# Task prompt
Print each entry below precisely as it reads.

Start of Block

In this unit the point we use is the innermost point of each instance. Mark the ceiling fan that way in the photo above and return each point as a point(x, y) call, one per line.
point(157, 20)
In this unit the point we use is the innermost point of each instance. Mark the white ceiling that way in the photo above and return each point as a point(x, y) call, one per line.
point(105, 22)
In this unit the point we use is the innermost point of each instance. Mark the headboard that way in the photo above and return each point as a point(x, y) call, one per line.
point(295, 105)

End of Block

# Solution
In this unit the point we use is the innermost point of each instance. Mark the ceiling fan that way in the photo above and return each point as a point(x, y) call, one per line.
point(157, 20)
In this unit the point we use is the innermost point of each instance. Mark the white ceiling that way in the photo above and return each point as a point(x, y) call, one per line.
point(105, 22)
In this unit the point we use is the innermost point of each instance. Mark the headboard that way in the photo above and return each point as a point(x, y) call, one per line.
point(295, 105)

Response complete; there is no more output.